Dataset excerpt:
━━━━━━━━━━━━━━━━━━━━━━━━━━━━━━

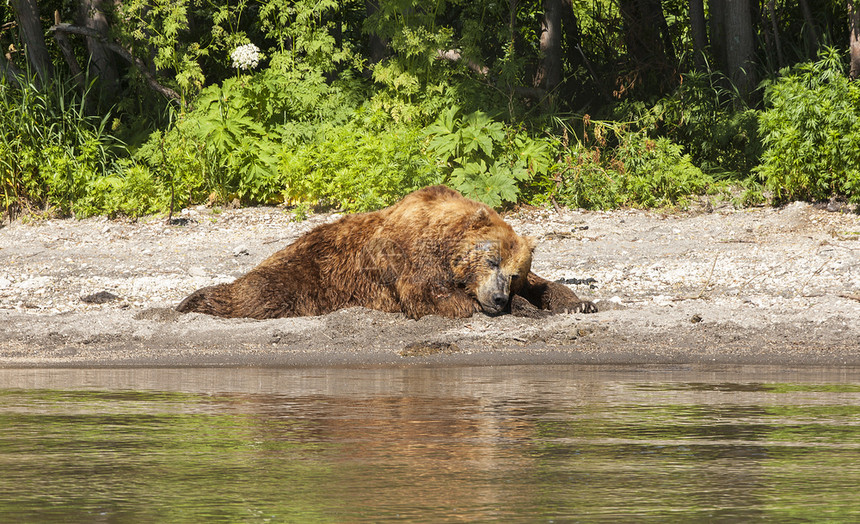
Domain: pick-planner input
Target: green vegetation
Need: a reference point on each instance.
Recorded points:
(351, 105)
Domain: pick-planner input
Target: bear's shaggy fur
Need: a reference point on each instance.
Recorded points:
(433, 253)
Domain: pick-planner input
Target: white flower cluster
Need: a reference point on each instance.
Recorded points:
(246, 56)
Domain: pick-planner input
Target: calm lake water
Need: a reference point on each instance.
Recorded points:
(530, 443)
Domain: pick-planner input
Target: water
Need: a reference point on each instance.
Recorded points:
(530, 443)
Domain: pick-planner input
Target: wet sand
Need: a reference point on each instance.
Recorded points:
(717, 290)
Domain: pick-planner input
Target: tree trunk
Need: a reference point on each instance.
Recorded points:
(33, 37)
(780, 57)
(854, 39)
(810, 35)
(102, 61)
(740, 46)
(717, 28)
(700, 35)
(648, 42)
(548, 74)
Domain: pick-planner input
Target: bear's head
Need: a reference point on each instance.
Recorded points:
(493, 261)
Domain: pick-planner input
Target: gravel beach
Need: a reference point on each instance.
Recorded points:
(724, 287)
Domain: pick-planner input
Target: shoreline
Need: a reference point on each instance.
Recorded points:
(752, 287)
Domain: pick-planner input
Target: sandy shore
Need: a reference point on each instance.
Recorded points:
(764, 286)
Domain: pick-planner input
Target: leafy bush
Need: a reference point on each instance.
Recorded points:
(356, 168)
(639, 171)
(484, 159)
(51, 149)
(811, 132)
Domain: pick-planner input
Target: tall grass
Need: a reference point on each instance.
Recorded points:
(51, 147)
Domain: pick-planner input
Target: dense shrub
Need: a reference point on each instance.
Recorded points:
(637, 171)
(811, 132)
(52, 150)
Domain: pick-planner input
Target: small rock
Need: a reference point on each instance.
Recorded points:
(423, 349)
(99, 298)
(197, 271)
(159, 314)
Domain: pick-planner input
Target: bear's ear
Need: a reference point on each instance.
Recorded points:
(481, 217)
(531, 242)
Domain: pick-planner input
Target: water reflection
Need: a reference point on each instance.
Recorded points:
(510, 443)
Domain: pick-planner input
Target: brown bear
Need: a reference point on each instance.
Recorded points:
(433, 253)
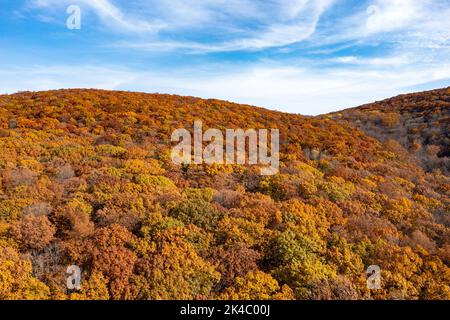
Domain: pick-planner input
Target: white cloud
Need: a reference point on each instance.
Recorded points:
(109, 13)
(282, 87)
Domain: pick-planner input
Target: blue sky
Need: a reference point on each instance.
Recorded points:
(299, 56)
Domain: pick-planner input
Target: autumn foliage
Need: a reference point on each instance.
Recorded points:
(86, 179)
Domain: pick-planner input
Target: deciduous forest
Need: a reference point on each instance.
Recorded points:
(86, 179)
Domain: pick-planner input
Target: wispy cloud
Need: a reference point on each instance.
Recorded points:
(109, 14)
(291, 88)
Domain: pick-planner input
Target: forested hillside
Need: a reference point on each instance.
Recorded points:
(420, 122)
(86, 179)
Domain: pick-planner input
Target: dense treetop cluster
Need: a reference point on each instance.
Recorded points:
(420, 122)
(86, 179)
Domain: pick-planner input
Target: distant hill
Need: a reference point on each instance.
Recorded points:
(86, 179)
(420, 122)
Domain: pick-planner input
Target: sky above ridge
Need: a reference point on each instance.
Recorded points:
(298, 56)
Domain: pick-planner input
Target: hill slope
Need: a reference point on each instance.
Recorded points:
(420, 122)
(87, 180)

━━━━━━━━━━━━━━━━━━━━━━━━━━━━━━

Find every line in the listing that contains the word "cloud", and copy each one. Match case exactly.

» Output for this exercise
Target: white cloud
Target: wispy cloud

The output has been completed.